(PROBLEMS TO SOLVE):
[a] Answer these questions from the forum post about pmdk builds on ppc64el, one line per answer, marked the same way:
(i) Which distribution hit the issue earlier than Ubuntu?
(ii) Where did the pmdk project document its limitations on support for this platform?
(iii) What two steps did the Ubuntu team take instead of dropping the architecture?
[b] Carry on the forum post about pmdk builds on ppc64el below, starting right after its last sentence.

** Opening SUPPLIED TEXT block **

Indeed; we build for a number of architectures for Ubuntu, and the failure on ppc64el was holding back those updated builds of pmdk in the Ubuntu 24.04 LTS. Only ppc64el hit this particular issue. We were undertaking a mass re-build of the entire archive for some distro-wide security fixes and performance improvements, and I think might have been the first time pmdk got a rebuild since a new libc introduction, which is why I suspected that. Debian hit the issue earlier than us, but also updated libc before us.

And as I mentioned above, we could not ascertain if it is down to one cause or several. My gut says there may be additional missing instructions, but I did not acquire proof one way or the other. We also did not determine whether the tests were identifying "real" problems that users would run into, or were simply test suite strictness (your advice/opinion on this point would be valued).

We also noted your documented limitations on support for this platform in the README (thanks for having that officially in writing), and took that into account as well in determining what to do on our end. We also are constrained in hardware access for this architecture for debugging purposes, as well as time and know-how limitations. We considered dropping support for the architecture ourselves for pmdk, but worried that would simply move the problem to dependencies, and instead have disabled the testsuite in our CI for ppc64el and listed it as a Known Issue in the 24.04 release notes.

Ideally, we'd like to supply a stronger resolution to this going forward (especially if this will regress pmdk ppc64el users), even if it means dropping the architecture as supported in Ubuntu. If you don't have inclination to investigate, that is probably the right long term solution here. However if it is something you do want to investigate further, we would be happy to collaborate, just with the caveat that our ability to test/debug/develop on this arch is constrained.

** Closing SUPPLIED TEXT block **
** Opening ENTRIES SHOWN block **

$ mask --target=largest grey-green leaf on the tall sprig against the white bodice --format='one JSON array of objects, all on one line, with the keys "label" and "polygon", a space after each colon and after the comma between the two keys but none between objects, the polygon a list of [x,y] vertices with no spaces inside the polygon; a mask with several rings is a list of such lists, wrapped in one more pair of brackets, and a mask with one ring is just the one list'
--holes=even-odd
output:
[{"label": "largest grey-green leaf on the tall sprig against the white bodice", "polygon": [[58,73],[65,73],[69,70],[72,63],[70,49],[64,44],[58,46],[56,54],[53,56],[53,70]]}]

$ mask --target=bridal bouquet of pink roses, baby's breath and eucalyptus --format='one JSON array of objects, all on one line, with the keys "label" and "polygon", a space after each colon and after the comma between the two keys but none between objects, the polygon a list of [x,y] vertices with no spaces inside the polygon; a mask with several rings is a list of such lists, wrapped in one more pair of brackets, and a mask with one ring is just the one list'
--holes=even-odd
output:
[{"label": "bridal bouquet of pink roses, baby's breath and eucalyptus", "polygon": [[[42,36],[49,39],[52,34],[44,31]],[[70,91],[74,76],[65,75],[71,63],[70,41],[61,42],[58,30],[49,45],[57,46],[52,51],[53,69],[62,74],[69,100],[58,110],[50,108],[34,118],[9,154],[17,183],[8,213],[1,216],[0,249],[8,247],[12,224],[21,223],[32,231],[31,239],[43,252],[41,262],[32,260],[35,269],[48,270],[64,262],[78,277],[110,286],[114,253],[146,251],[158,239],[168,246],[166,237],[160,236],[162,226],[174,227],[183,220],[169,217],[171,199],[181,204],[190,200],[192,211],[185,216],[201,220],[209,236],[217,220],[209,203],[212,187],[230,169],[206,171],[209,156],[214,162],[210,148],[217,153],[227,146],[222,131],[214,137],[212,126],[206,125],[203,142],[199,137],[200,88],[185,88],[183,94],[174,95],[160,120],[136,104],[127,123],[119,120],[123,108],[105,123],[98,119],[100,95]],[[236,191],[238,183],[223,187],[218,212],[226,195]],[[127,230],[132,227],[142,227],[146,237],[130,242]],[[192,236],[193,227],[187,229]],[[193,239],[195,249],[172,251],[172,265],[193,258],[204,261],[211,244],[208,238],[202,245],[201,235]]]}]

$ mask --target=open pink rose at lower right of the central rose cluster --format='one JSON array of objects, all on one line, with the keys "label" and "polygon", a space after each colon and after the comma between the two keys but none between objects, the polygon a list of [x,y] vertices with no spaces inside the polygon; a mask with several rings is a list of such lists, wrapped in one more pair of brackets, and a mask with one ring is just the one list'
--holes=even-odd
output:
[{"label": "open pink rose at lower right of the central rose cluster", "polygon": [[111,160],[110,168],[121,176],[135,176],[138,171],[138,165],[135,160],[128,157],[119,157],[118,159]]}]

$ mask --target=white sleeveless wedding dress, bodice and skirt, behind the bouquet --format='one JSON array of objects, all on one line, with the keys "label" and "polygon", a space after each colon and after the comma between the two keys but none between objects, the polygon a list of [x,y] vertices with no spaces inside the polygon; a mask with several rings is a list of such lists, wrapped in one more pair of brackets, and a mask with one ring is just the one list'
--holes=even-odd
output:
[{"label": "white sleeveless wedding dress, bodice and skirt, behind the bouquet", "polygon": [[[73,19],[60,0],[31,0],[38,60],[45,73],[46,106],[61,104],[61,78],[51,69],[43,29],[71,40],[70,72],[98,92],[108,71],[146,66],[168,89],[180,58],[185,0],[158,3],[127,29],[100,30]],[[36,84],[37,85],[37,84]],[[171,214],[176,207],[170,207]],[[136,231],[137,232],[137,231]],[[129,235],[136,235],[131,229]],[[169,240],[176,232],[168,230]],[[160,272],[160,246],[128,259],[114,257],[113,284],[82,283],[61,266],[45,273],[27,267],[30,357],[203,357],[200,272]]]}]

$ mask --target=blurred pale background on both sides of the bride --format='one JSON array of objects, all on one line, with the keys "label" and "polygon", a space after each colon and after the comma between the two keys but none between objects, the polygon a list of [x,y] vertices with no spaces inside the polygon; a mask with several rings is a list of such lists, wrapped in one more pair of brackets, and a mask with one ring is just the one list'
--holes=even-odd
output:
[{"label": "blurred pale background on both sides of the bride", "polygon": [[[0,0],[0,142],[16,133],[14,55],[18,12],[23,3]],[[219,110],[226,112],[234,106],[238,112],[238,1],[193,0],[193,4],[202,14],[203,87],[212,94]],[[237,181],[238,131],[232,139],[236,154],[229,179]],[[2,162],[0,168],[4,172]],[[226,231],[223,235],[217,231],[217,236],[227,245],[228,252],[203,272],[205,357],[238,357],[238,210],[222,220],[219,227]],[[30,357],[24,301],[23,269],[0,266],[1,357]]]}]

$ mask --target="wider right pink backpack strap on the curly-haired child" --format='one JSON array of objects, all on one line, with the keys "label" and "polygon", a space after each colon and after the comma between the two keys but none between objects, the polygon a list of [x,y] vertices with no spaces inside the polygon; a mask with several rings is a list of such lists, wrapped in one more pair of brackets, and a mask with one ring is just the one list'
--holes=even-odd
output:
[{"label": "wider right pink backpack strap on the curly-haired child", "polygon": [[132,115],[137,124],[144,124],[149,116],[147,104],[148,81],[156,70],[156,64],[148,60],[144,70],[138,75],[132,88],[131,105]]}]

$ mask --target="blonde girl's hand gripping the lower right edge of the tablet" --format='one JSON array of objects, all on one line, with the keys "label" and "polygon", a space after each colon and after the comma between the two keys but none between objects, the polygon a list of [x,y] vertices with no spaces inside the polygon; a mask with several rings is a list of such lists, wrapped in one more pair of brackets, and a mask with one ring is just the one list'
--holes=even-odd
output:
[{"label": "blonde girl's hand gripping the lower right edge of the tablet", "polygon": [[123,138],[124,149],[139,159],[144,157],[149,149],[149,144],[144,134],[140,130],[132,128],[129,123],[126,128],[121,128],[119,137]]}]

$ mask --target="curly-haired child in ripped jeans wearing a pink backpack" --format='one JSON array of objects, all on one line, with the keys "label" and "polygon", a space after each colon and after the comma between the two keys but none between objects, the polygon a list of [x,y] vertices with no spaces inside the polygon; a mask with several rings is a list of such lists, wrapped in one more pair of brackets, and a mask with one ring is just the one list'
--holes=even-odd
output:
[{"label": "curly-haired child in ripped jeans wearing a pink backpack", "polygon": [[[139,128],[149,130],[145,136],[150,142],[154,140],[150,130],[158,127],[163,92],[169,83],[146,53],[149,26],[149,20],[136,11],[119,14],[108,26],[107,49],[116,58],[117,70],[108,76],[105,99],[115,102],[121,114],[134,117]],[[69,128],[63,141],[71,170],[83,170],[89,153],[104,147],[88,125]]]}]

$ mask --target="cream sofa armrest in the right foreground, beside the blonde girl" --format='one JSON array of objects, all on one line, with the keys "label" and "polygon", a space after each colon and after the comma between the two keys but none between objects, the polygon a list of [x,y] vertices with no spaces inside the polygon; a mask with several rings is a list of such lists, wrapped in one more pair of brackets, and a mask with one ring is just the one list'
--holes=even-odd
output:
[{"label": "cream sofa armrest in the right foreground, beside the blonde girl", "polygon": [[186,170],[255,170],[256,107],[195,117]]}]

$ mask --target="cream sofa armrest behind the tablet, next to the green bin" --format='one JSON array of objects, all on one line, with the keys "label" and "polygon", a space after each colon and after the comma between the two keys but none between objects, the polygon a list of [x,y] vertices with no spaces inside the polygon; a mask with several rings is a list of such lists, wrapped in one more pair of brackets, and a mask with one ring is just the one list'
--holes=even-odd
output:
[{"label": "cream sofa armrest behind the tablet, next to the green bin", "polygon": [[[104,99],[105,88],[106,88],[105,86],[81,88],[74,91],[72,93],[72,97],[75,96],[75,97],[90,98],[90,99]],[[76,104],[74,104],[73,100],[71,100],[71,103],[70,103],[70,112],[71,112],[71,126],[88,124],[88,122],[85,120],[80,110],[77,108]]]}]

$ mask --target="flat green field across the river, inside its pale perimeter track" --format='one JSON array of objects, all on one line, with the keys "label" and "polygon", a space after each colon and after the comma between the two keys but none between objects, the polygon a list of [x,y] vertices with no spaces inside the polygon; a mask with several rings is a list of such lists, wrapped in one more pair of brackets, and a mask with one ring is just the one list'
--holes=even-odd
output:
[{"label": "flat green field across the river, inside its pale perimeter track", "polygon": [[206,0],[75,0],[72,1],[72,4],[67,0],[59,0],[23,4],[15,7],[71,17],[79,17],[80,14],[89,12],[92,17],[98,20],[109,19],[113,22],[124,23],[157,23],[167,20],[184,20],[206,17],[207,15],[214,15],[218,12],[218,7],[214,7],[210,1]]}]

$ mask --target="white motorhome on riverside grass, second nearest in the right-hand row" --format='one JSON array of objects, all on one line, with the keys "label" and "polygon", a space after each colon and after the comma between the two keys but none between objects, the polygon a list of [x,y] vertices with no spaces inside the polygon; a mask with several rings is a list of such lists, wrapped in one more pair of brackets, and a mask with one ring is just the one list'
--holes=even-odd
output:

** Closing ENTRIES SHOWN block **

(RESPONSES IN ORDER):
[a]
(i) Debian.
(ii) In the README.
(iii) They disabled the testsuite in their CI for ppc64el and listed it as a Known Issue in the 24.04 release notes.

[b]
pbalcer commented 5 months ago

Is your build system using PMDK's fork of valgrind (https://github.com/pmem/valgrind)? If it does, then it's possible that a new libc version is issuing instructions that the forked valgrind does not support. So that'd be an issue on PMDK's side. The fix is simply to rebase the valgrind fork to the latest upstream version. This is a problem we've encountered a few times in the past.

If you don't, then the bug is in valgrind and it should add support for the necessary instructions (so upstreaming parts of this patch). But if that's the case, how did this work before?

We also did not determine whether the tests were identifying "real" problems that users would run into, or were simply test suite strictness

The primary use of valgrind in PMDK's test suite is to verify the correctness of its algorithms. However, end users may still encounter issues such as the one you've reported if they themselves run applications linked with libpmem under valgrind, if the valgrind version they are using does not support all the necessary instructions.

We also are constrained in hardware access for this architecture for debugging purposes, as well as time and know-how limitations.

PMDK's CI environment does not include any PPC system at this point in time. Given the state of the project, we are unlikely to invest to acquire one.

even if it means dropping the architecture as supported in Ubuntu

That would be my recommendation. For all intents and purposes, upstream PMDK does not offer non-experimental support for platforms other than x86-64. However, simply disabling valgrind checks in the CI is also a reasonable option. 99.9% of the code is shared between all platforms (https://github.com/pmem/pmdk/tree/master/src/libpmem2/ppc64 this directory contains most of what differs, it's all fairly simple). So all the core algorithms are tested regardless on x86 builds.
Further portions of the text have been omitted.